**Task directions:**
Copy out the stretch of the records below from the line containing "the metal caster" through the line containing "column 1083, row 160", keeping every line exactly as it appears.
____ Data section
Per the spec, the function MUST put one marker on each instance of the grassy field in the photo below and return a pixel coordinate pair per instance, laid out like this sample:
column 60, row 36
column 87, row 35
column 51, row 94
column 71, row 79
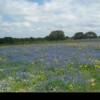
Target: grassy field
column 50, row 67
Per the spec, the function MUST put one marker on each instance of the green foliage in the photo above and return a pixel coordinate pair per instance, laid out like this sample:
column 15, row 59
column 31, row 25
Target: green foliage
column 90, row 35
column 79, row 35
column 56, row 35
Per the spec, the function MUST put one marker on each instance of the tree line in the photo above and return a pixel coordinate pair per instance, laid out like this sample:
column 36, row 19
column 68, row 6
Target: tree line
column 53, row 36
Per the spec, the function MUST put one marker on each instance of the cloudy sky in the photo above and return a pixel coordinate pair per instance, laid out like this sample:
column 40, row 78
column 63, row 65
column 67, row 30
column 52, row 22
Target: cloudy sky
column 37, row 18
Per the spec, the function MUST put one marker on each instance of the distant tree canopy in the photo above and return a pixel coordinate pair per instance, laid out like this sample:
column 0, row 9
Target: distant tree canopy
column 78, row 35
column 90, row 35
column 56, row 35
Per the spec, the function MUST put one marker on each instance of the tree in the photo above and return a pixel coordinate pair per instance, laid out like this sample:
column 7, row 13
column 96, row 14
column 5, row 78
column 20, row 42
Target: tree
column 90, row 35
column 56, row 35
column 8, row 40
column 79, row 35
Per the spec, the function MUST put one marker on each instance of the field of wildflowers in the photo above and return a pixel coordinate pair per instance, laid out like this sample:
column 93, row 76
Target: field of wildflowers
column 65, row 67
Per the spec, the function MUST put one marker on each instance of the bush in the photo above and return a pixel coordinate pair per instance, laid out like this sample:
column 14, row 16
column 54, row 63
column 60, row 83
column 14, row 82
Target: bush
column 90, row 35
column 56, row 35
column 78, row 35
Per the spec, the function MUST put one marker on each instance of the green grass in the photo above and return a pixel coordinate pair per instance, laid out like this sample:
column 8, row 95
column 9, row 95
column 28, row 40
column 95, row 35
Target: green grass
column 42, row 79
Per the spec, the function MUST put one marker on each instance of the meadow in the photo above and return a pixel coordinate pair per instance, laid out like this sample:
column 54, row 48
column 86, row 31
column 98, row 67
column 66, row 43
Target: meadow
column 50, row 67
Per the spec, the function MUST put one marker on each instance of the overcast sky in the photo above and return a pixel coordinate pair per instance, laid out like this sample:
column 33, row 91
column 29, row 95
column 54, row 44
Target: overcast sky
column 37, row 18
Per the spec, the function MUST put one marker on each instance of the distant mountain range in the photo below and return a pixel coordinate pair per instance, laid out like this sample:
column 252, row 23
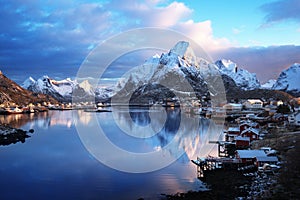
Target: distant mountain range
column 179, row 62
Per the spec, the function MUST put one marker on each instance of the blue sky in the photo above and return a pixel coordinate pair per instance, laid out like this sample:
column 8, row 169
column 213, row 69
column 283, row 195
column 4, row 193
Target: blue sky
column 54, row 37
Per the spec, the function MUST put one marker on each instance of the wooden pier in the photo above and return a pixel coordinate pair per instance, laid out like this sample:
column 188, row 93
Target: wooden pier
column 205, row 165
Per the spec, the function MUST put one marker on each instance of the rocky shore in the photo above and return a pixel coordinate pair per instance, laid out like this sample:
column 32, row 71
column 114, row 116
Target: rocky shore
column 234, row 184
column 10, row 135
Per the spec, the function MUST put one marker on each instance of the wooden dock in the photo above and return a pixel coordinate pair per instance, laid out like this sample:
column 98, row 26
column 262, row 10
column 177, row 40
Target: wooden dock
column 205, row 165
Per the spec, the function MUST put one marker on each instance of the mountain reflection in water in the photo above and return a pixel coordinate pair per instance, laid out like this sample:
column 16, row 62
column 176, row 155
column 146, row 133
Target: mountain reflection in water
column 53, row 163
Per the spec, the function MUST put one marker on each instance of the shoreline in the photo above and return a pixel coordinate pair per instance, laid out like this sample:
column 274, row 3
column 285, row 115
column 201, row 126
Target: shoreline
column 232, row 184
column 10, row 135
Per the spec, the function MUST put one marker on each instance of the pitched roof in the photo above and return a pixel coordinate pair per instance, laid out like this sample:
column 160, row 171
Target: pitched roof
column 267, row 158
column 242, row 138
column 234, row 129
column 250, row 153
column 253, row 130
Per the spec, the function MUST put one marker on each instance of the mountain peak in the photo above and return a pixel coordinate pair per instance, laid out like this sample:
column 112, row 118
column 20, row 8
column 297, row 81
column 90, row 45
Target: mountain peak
column 242, row 78
column 180, row 48
column 288, row 79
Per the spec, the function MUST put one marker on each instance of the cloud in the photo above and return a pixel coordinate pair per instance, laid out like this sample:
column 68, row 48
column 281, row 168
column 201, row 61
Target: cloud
column 266, row 62
column 282, row 10
column 40, row 36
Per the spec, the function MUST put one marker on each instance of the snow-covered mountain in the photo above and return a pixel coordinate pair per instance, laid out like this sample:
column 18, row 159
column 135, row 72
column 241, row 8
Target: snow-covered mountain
column 269, row 84
column 244, row 79
column 178, row 70
column 61, row 90
column 289, row 80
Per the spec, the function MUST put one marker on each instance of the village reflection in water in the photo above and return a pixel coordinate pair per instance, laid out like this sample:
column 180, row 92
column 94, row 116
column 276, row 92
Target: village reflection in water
column 46, row 119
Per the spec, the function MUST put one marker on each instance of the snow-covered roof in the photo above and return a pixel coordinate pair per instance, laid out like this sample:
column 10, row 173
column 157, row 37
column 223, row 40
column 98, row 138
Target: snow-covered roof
column 242, row 138
column 267, row 158
column 253, row 130
column 254, row 101
column 251, row 153
column 234, row 129
column 249, row 124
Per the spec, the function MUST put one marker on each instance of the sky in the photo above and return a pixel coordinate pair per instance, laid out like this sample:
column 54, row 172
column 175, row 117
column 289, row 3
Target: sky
column 54, row 37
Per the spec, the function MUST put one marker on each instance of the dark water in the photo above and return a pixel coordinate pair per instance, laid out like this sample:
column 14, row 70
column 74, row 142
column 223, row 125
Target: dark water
column 57, row 162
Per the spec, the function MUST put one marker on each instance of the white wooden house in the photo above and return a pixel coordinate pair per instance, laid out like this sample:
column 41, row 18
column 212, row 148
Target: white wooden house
column 253, row 104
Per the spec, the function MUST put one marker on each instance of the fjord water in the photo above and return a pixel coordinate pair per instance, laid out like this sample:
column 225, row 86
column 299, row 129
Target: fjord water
column 54, row 164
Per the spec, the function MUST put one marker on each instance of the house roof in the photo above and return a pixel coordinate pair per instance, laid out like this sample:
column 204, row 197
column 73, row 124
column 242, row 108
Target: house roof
column 249, row 123
column 267, row 158
column 253, row 130
column 251, row 153
column 254, row 100
column 234, row 129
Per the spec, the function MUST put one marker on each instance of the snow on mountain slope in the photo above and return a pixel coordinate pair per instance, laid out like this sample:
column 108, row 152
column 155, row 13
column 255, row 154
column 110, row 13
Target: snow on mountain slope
column 289, row 79
column 269, row 84
column 178, row 70
column 242, row 78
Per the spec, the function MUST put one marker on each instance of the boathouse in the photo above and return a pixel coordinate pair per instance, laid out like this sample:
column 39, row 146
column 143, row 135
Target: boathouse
column 247, row 125
column 252, row 133
column 261, row 160
column 249, row 156
column 242, row 142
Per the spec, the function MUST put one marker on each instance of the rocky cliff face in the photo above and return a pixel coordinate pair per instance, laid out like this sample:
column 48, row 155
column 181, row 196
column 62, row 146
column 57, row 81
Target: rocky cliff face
column 11, row 92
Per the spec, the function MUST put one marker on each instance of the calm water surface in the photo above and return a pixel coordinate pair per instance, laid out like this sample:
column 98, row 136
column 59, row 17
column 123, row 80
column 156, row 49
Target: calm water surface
column 54, row 164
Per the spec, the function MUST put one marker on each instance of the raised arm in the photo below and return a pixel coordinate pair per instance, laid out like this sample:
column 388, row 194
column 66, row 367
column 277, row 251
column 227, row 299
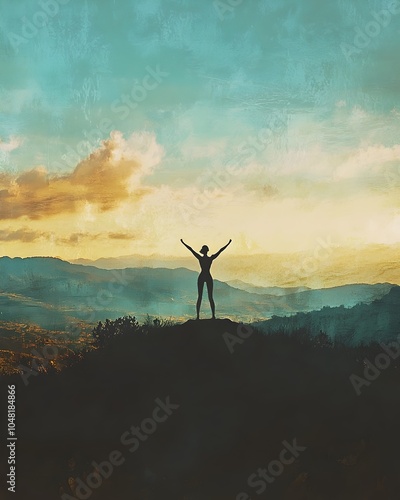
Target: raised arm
column 191, row 249
column 221, row 250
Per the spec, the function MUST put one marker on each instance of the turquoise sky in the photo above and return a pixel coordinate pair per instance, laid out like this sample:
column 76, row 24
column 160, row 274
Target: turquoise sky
column 305, row 72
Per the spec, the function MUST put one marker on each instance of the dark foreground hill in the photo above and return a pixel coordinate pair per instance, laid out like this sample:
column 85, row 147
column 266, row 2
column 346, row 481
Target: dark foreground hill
column 197, row 411
column 363, row 323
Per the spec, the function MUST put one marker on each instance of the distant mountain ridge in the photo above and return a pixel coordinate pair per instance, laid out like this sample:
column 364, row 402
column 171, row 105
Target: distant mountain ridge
column 53, row 293
column 378, row 321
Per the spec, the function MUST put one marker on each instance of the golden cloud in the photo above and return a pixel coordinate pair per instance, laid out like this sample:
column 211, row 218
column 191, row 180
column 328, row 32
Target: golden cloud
column 103, row 179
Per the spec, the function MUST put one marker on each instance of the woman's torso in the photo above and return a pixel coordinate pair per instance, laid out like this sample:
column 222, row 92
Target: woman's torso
column 205, row 264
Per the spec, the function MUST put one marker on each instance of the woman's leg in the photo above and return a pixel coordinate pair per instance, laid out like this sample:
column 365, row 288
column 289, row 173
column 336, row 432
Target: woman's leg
column 210, row 286
column 200, row 285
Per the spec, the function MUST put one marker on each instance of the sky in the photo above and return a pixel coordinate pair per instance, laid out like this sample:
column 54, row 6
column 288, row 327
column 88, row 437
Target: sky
column 127, row 125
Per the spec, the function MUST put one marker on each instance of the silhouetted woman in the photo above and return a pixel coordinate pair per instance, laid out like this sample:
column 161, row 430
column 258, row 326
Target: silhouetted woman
column 205, row 275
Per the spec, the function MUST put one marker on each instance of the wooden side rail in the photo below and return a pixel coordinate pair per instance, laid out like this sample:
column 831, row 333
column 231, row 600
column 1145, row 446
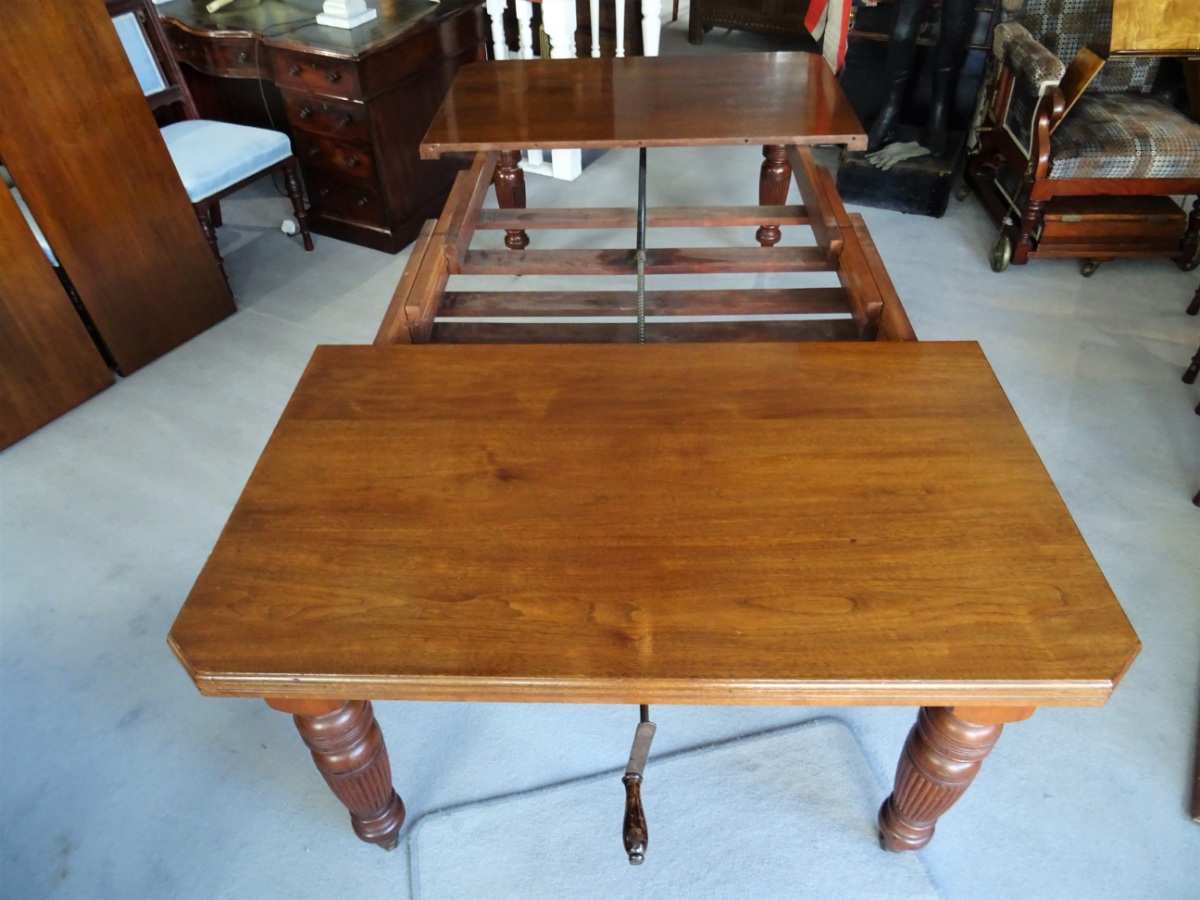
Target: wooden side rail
column 865, row 307
column 658, row 262
column 823, row 205
column 627, row 217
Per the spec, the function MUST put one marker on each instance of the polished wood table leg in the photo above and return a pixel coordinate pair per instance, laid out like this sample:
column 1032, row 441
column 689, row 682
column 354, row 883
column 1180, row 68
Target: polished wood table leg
column 509, row 181
column 773, row 183
column 940, row 760
column 348, row 749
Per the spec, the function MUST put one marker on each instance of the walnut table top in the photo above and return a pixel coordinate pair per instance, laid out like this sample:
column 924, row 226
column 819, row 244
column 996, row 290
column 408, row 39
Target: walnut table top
column 690, row 523
column 645, row 101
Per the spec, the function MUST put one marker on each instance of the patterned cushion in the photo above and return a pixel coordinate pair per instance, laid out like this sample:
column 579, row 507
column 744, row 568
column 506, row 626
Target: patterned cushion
column 1027, row 58
column 1063, row 27
column 1125, row 136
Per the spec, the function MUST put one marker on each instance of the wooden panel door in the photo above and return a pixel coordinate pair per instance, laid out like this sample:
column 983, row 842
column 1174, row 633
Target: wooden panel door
column 79, row 139
column 48, row 363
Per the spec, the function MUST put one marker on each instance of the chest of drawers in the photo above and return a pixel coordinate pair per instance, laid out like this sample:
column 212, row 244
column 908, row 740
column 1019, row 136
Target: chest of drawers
column 355, row 103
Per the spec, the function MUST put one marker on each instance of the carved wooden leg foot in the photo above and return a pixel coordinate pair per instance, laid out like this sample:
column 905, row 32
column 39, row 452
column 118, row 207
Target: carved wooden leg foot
column 773, row 183
column 1031, row 217
column 210, row 234
column 348, row 749
column 509, row 181
column 293, row 186
column 940, row 760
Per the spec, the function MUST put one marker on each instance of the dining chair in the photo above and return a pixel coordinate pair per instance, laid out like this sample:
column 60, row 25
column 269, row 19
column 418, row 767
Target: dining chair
column 214, row 159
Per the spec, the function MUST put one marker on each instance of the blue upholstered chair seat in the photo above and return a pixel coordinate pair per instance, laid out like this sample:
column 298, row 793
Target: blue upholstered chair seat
column 211, row 156
column 1125, row 136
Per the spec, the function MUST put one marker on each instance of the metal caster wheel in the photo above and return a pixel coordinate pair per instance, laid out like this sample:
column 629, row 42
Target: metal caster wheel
column 1001, row 253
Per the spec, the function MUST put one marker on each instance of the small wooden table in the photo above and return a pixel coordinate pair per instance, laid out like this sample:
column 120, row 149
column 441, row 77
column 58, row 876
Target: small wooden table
column 834, row 523
column 785, row 102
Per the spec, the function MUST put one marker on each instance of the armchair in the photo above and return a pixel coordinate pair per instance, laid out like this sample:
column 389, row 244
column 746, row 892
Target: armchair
column 214, row 159
column 1083, row 160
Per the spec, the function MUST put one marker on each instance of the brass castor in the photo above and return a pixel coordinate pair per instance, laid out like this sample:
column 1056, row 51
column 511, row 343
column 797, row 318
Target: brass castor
column 1001, row 253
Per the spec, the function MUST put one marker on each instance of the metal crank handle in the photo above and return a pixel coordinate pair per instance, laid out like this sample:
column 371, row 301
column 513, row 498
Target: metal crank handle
column 635, row 832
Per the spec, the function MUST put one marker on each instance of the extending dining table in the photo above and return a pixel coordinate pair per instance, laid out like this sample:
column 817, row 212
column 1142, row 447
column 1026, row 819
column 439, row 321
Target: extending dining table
column 712, row 523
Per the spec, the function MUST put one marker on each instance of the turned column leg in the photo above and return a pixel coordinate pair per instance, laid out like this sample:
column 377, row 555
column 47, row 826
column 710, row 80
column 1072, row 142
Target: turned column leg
column 509, row 181
column 773, row 183
column 348, row 749
column 940, row 760
column 210, row 234
column 293, row 186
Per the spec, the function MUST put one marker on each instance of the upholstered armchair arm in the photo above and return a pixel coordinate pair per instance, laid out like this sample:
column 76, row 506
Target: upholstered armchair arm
column 1031, row 63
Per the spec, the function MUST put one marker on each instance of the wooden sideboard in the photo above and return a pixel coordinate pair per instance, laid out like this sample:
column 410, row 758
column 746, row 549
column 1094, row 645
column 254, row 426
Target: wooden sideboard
column 355, row 102
column 82, row 145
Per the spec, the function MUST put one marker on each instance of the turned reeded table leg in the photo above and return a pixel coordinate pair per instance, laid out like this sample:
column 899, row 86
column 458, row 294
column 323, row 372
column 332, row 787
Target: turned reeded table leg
column 509, row 181
column 348, row 749
column 773, row 183
column 940, row 759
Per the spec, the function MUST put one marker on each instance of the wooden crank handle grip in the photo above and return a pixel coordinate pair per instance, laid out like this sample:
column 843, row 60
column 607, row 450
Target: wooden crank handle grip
column 635, row 832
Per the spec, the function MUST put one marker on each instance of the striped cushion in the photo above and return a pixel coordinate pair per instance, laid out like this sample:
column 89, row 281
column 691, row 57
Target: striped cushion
column 1066, row 25
column 1125, row 136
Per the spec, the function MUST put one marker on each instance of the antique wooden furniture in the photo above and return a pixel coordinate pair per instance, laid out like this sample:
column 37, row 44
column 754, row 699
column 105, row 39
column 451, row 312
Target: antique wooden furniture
column 861, row 523
column 48, row 363
column 355, row 102
column 783, row 523
column 1081, row 160
column 772, row 17
column 785, row 102
column 214, row 159
column 94, row 169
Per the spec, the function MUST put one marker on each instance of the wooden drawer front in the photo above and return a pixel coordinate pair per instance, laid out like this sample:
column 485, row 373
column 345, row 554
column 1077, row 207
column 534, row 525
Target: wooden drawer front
column 1117, row 220
column 337, row 119
column 346, row 160
column 317, row 75
column 347, row 199
column 219, row 57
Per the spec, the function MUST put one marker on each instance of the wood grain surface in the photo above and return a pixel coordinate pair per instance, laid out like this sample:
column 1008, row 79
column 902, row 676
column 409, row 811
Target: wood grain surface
column 660, row 101
column 48, row 363
column 701, row 523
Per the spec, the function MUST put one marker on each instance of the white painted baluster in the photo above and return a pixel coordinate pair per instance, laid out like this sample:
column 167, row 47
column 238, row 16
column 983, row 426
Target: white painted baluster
column 621, row 28
column 525, row 28
column 594, row 9
column 652, row 25
column 558, row 18
column 527, row 49
column 496, row 13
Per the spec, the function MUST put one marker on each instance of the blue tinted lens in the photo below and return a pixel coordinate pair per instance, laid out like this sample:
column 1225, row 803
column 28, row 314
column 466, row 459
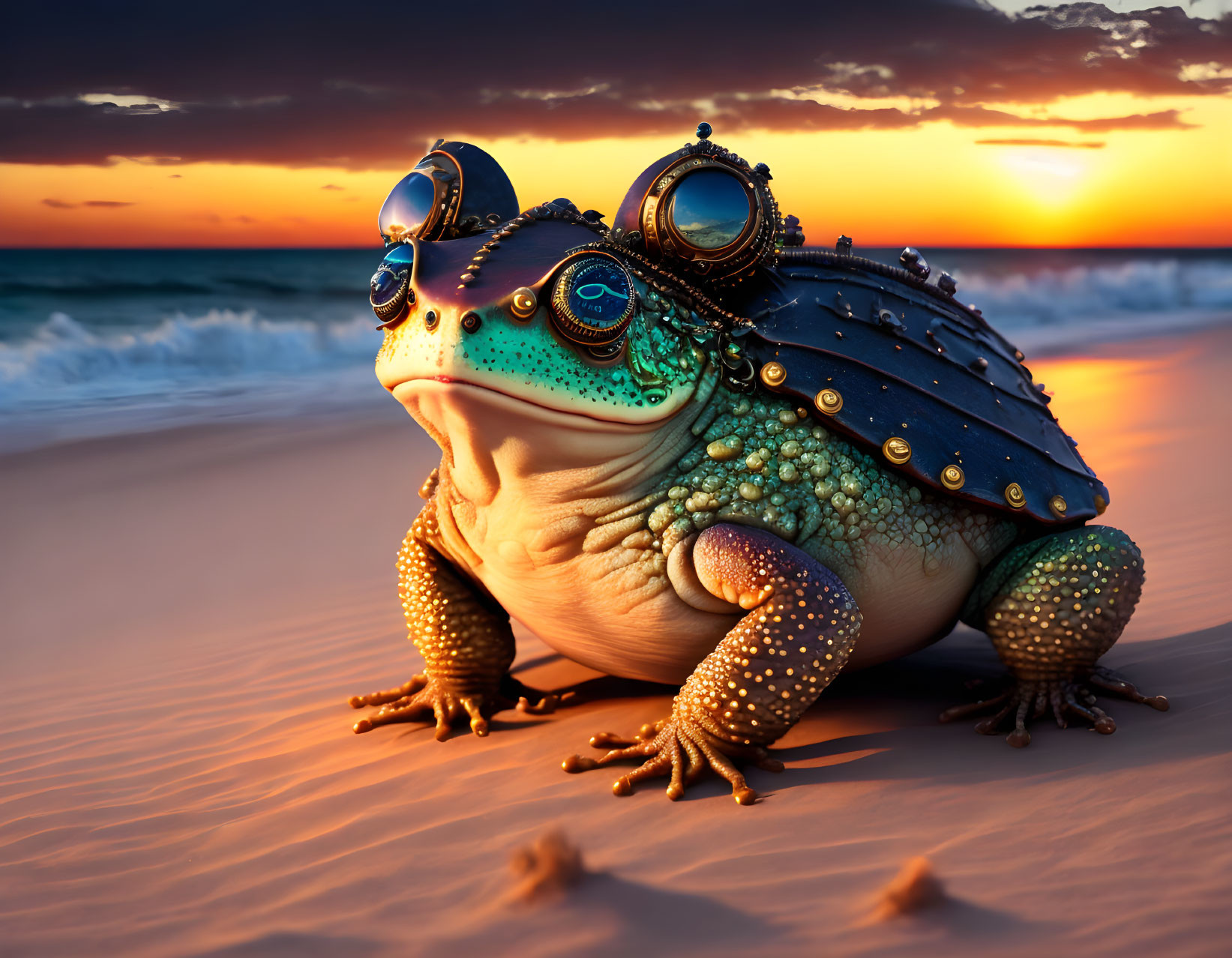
________
**Task solution:**
Per the spec, the function MUST put one marker on each instance of the metal caster wheel in the photo above and return a pixel coordinate pair per instance, laid out like this sample:
column 629, row 42
Target: metal caster wheel
column 1001, row 253
Per the spec, the function MUST put one marker on each instance of the small wooden table in the photo above and return a pixel coordinate pair per instance, laid out like this sample:
column 120, row 149
column 441, row 77
column 58, row 876
Target: small wooden table
column 834, row 523
column 785, row 102
Per the spec, the function MUST put one marker on each instance of the armchair in the photo above and return a pixel coordinate pair per instance, laid out like this sample:
column 389, row 244
column 746, row 892
Target: armchair
column 214, row 159
column 1083, row 160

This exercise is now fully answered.